■ Try it ■
For each line in the data that includes "cluster", make a copy.

[Provided records Boundary: Start]

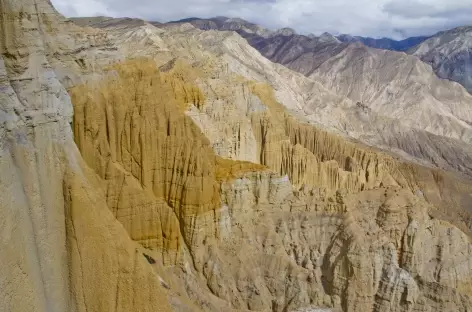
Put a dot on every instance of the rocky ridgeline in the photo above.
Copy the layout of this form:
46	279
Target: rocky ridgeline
177	172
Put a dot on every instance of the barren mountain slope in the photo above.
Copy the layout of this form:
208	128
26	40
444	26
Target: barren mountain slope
390	83
243	121
450	54
135	210
359	121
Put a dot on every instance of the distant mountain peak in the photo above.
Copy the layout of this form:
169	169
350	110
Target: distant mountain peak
327	37
286	31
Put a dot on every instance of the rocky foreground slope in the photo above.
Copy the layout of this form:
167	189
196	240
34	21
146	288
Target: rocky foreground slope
178	173
450	55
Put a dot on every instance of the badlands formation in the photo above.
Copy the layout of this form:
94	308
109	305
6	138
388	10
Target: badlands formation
168	168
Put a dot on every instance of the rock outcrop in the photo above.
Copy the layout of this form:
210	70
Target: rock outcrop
62	249
180	171
449	53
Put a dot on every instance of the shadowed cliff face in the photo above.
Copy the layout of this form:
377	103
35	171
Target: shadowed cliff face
62	249
189	182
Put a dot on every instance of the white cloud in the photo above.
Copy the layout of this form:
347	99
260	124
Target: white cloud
377	18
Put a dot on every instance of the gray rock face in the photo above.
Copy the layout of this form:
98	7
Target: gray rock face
385	43
450	54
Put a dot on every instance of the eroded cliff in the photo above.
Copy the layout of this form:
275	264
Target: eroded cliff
173	176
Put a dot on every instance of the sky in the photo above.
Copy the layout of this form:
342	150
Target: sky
397	19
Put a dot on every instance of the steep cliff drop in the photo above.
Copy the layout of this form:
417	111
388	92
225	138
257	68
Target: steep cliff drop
61	247
169	177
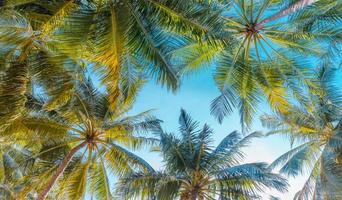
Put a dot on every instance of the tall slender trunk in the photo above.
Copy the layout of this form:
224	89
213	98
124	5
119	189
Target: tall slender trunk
292	9
194	194
60	169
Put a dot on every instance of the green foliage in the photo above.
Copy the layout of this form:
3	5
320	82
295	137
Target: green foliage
194	169
316	126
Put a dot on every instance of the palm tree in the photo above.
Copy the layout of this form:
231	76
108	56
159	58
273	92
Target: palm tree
81	144
111	36
316	126
195	170
261	51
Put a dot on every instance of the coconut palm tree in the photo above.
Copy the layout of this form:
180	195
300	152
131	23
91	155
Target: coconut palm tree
111	36
81	144
316	127
261	51
196	170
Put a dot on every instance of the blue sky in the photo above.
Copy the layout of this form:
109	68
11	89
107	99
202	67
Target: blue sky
195	95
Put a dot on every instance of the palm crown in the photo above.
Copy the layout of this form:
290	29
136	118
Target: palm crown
316	126
261	51
195	170
85	139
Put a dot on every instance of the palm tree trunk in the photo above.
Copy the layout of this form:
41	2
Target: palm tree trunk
292	9
60	170
194	195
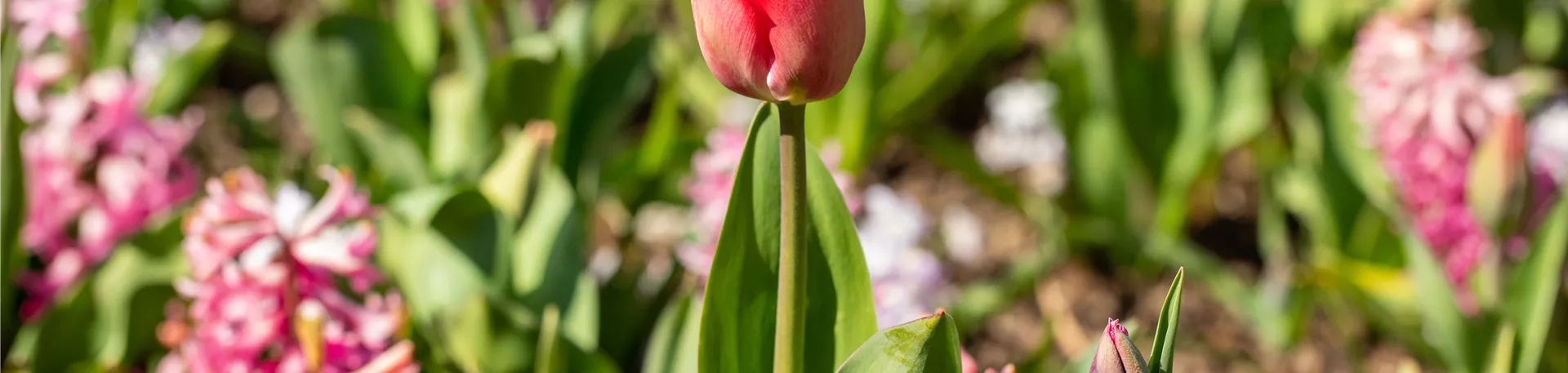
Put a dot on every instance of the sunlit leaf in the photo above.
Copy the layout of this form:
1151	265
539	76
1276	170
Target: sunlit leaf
185	73
1440	315
671	349
1164	352
927	345
11	193
742	291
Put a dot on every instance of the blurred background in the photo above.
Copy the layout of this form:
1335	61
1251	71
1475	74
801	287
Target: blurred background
1352	185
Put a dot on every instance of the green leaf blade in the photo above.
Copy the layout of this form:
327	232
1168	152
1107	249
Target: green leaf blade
927	345
1164	353
742	291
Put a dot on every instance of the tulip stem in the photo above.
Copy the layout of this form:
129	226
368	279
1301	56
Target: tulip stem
789	339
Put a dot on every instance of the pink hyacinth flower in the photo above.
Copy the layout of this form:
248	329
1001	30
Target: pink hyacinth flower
248	235
1428	104
42	18
98	170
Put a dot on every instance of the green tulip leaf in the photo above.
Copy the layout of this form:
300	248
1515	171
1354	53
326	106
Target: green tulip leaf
11	193
742	291
1440	315
185	73
1164	352
927	345
673	345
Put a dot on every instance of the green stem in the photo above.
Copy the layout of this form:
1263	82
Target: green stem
789	339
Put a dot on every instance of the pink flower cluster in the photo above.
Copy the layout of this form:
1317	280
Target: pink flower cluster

[Provided records Boundary: End]

■ Task response ■
Put a dot on every instance of the pink flower cluster in the photo above.
Target: pink flower cluster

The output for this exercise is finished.